## BEGIN SELECTION

Kernel: Close race window in timestamp update mechanism

As pointed out by 8infy, this mechanism is racy:

    WRITER:

        1. ++update1;
        2. write_data();
        3. ++update2;

    READER:

        1. do { auto saved = update1;
        2. read_data();
        3. } while (saved != update2);

The following sequence can lead to a bogus/partial read:

    R1      R2  R3
        W1  W2      W3

We close this race by incrementing the second update counter first:

    WRITER:

        1. ++update2;
        2. write_data();
        3. ++update1;

1 files changed, 6 insertions, 6 deletions

diff --git a/Kernel/Time/TimeManagement.cpp b/Kernel/Time/TimeManagement.cpp
index e6cdabe562..73d3739662 100644
--- a/Kernel/Time/TimeManagement.cpp
+++ b/Kernel/Time/TimeManagement.cpp
@@ -357,7 +357,7 @@ void TimeManagement::increment_time_since_boot_hpet()
     auto delta_ns = HPET::the().update_time(seconds_since_boot, ticks_this_second, false);
 
     // Now that we have a precise time, go update it as quickly as we can
-    u32 update_iteration = m_update1.fetch_add(1, AK::MemoryOrder::memory_order_acquire);
+    u32 update_iteration = m_update2.fetch_add(1, AK::MemoryOrder::memory_order_acquire);
     m_seconds_since_boot = seconds_since_boot;
     m_ticks_this_second = ticks_this_second;
     // TODO: Apply m_remaining_epoch_time_adjustment
@@ -365,7 +365,7 @@ void TimeManagement::increment_time_since_boot_hpet()
 
     update_time_page();
 
-    m_update2.store(update_iteration + 1, AK::MemoryOrder::memory_order_release);
+    m_update1.store(update_iteration + 1, AK::MemoryOrder::memory_order_release);
 }
 
 void TimeManagement::increment_time_since_boot()

## END SELECTION

TASK PROMPT
Return the passage of the kernel commit from "update_time_page();" to "void TimeManagement::increment_time_since_boot()", copied word for word.

## BEGIN DATASET CONTENT

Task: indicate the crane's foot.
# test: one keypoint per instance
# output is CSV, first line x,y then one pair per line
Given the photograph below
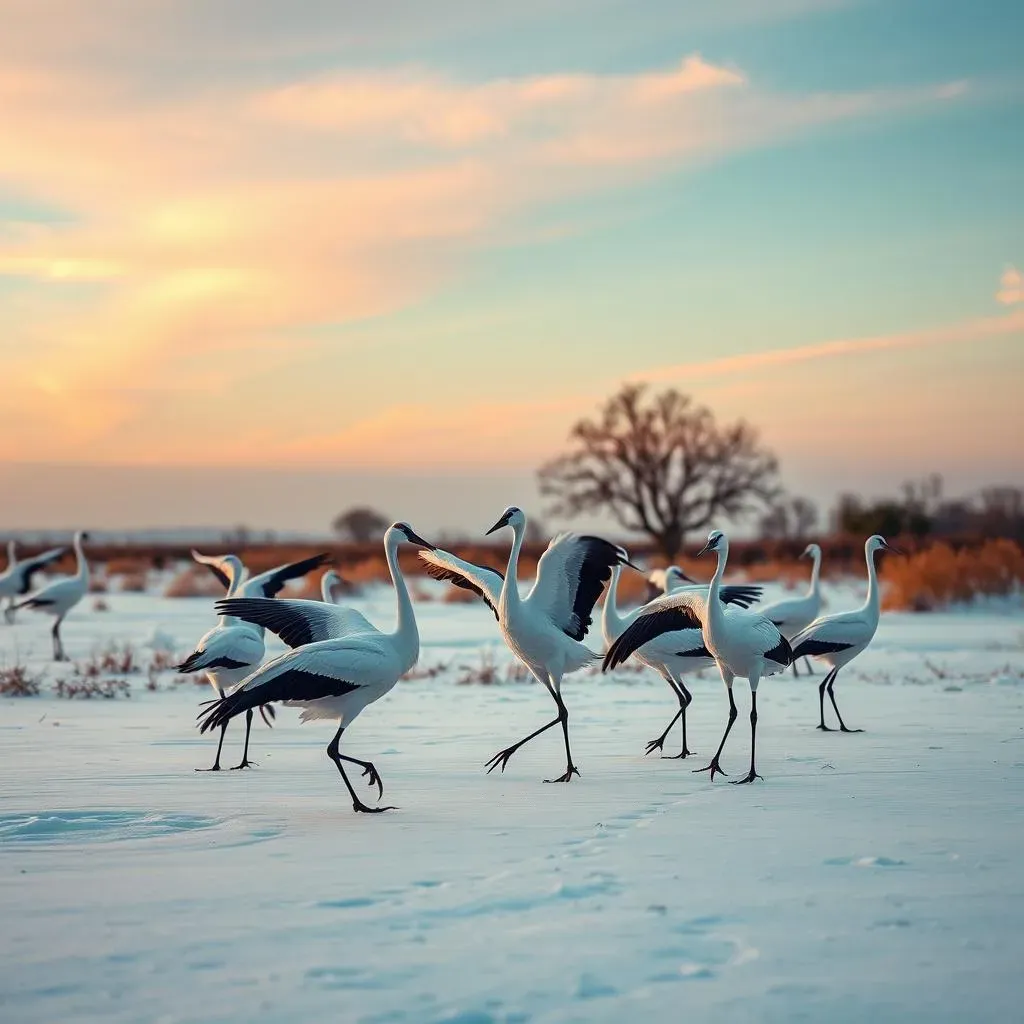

## END DATASET CONTENT

OUTPUT FOR THIS EXERCISE
update_time_page();
 
-    m_update2.store(update_iteration + 1, AK::MemoryOrder::memory_order_release);
+    m_update1.store(update_iteration + 1, AK::MemoryOrder::memory_order_release);
 }
 
 void TimeManagement::increment_time_since_boot()